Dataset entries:
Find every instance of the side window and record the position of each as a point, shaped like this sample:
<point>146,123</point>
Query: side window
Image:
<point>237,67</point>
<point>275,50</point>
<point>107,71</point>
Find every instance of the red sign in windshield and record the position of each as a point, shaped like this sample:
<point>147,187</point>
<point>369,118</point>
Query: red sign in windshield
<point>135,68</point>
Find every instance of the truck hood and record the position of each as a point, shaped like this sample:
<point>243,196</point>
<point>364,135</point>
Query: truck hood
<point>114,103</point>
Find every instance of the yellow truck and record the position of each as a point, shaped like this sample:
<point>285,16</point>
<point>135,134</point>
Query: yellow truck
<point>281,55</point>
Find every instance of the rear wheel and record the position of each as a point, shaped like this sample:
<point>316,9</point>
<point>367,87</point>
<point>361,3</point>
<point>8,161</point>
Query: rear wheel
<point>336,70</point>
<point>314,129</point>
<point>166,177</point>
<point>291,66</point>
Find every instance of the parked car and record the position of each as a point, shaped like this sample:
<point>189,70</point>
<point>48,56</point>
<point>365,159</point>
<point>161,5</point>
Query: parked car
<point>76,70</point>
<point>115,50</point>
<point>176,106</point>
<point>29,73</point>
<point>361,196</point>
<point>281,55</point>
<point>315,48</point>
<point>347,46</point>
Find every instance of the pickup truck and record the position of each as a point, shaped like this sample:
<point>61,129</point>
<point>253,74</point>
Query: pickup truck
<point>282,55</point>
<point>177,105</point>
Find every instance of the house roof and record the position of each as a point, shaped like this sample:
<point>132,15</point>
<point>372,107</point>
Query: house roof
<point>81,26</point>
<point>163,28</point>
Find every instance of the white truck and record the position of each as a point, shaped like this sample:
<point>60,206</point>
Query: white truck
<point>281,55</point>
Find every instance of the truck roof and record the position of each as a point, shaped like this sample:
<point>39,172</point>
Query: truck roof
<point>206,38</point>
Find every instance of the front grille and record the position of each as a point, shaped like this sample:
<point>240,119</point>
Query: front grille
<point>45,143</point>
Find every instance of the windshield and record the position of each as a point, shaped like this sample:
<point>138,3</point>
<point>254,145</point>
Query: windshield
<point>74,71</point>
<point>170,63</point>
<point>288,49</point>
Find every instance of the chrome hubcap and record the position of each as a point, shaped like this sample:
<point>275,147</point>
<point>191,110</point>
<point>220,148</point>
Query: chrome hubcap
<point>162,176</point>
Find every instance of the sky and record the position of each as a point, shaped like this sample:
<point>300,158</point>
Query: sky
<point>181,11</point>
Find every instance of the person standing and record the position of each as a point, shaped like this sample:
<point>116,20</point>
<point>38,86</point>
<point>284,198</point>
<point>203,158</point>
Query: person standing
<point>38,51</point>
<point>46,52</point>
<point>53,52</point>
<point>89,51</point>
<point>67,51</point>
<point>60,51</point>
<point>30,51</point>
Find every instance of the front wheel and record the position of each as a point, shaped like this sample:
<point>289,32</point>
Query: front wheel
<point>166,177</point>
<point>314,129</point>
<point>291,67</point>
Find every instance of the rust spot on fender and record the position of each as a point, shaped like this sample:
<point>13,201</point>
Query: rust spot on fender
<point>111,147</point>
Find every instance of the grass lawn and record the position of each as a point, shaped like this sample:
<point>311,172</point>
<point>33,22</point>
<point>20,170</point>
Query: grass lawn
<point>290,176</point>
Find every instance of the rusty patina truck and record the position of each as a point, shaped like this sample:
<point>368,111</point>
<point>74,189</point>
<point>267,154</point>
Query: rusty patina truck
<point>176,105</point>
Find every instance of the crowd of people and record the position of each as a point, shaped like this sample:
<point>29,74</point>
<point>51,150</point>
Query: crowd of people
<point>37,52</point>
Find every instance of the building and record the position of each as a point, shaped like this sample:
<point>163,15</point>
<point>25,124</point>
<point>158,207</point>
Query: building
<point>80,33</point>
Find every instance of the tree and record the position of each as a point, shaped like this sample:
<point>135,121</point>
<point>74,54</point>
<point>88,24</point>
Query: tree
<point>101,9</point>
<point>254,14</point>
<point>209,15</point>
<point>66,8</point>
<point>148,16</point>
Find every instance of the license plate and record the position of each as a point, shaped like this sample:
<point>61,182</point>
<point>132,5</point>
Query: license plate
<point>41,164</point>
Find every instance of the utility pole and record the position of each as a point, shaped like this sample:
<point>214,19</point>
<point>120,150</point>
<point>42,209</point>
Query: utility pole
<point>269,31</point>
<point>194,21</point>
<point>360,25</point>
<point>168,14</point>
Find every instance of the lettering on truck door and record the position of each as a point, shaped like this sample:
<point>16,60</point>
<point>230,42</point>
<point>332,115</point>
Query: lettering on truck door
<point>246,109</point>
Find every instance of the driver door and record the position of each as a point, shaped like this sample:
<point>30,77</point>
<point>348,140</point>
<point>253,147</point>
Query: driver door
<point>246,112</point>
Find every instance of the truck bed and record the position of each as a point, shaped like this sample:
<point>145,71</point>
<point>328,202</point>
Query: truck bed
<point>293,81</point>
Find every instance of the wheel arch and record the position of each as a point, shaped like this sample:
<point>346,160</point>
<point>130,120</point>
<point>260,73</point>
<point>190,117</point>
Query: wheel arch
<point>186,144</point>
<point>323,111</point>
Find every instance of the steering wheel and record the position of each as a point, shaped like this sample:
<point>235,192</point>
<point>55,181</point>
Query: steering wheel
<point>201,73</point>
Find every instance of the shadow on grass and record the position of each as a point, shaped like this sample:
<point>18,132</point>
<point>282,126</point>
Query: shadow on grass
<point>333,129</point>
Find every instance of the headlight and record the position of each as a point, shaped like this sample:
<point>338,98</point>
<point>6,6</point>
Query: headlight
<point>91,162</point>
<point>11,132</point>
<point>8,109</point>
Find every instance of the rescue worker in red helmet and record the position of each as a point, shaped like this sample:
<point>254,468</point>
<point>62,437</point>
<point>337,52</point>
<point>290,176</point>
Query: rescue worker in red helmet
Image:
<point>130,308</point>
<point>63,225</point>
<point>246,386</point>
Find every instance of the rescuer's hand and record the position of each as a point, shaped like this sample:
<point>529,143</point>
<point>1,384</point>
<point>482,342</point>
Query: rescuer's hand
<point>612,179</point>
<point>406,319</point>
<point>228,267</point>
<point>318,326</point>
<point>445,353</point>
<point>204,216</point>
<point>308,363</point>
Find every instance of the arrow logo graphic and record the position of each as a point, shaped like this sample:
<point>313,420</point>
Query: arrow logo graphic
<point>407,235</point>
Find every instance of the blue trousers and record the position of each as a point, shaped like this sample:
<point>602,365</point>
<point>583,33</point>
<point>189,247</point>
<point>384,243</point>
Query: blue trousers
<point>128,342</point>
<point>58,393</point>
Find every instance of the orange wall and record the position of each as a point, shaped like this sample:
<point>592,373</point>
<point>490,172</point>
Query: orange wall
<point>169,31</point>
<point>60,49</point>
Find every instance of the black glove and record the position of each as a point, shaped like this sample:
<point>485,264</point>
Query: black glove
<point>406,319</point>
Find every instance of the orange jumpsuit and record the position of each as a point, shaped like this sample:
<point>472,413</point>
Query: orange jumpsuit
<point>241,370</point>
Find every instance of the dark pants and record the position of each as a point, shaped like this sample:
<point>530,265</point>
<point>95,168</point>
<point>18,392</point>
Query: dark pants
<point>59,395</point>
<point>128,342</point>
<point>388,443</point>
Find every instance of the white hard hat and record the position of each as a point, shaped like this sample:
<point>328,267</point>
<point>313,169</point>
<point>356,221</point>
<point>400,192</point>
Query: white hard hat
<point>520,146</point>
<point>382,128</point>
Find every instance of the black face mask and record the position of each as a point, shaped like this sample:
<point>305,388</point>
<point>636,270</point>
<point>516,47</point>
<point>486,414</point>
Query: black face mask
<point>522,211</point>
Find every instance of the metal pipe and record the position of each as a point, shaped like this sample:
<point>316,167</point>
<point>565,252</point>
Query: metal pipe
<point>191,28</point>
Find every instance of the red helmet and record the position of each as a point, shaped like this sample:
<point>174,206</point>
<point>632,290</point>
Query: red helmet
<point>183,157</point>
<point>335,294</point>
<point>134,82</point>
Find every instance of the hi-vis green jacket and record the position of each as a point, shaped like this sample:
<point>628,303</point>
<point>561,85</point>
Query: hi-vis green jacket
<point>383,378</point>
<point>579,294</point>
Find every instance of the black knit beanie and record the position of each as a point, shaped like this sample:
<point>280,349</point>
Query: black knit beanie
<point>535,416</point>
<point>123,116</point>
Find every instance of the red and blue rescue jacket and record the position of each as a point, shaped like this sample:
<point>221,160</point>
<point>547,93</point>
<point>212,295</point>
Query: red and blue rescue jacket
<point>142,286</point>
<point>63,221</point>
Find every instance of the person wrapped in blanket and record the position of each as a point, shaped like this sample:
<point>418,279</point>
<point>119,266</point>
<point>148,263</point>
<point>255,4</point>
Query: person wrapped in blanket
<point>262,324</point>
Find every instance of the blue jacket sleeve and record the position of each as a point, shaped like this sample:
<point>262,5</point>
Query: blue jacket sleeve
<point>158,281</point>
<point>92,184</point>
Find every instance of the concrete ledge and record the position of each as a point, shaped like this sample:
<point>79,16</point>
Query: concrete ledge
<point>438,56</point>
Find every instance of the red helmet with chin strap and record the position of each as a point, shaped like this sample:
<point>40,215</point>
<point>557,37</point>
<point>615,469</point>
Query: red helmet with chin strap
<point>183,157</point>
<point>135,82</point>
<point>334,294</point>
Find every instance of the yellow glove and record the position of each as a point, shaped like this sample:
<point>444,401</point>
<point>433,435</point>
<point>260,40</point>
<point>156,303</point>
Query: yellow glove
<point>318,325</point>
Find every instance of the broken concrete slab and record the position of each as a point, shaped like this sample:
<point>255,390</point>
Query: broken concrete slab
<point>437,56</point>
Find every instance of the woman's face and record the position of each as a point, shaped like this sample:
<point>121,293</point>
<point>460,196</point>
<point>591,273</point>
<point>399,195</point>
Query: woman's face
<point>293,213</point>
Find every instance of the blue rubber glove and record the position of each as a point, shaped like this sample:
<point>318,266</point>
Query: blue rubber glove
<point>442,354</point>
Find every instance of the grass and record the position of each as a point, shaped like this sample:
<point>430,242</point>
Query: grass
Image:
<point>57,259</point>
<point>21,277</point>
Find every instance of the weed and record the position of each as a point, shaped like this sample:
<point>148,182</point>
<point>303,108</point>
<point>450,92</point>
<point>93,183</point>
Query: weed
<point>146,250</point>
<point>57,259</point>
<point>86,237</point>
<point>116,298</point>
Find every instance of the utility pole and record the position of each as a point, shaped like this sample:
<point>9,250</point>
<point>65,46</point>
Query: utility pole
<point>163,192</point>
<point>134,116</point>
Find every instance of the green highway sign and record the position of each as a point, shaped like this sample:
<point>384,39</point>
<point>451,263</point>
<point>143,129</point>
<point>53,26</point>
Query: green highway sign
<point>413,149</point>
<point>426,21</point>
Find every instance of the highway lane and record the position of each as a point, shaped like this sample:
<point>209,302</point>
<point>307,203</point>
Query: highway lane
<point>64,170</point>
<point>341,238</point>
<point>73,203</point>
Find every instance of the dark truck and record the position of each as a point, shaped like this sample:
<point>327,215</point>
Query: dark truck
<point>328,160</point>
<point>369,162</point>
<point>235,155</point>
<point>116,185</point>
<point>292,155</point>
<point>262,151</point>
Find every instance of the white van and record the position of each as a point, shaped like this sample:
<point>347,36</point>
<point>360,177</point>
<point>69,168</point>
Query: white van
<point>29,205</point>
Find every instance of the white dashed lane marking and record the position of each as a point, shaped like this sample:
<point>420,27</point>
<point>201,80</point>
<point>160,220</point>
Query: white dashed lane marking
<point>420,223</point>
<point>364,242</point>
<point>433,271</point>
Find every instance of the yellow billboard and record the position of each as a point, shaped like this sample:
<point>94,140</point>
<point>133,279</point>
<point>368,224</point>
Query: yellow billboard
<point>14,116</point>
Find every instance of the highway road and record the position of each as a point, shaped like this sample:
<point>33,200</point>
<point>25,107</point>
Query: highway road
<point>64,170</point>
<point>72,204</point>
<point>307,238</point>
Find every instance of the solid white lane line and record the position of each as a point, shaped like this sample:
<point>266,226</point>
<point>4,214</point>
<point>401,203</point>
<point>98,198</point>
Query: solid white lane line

▶ [What is needed] Please, from the entries above, set down exactly the lines from the one containing "Find every instance of the green" through the one containing "<point>53,26</point>", and only those.

▶ [Result of the task]
Find every instance of the green highway sign and record the position of each as a point, shaped like this sample:
<point>384,39</point>
<point>451,263</point>
<point>143,129</point>
<point>53,26</point>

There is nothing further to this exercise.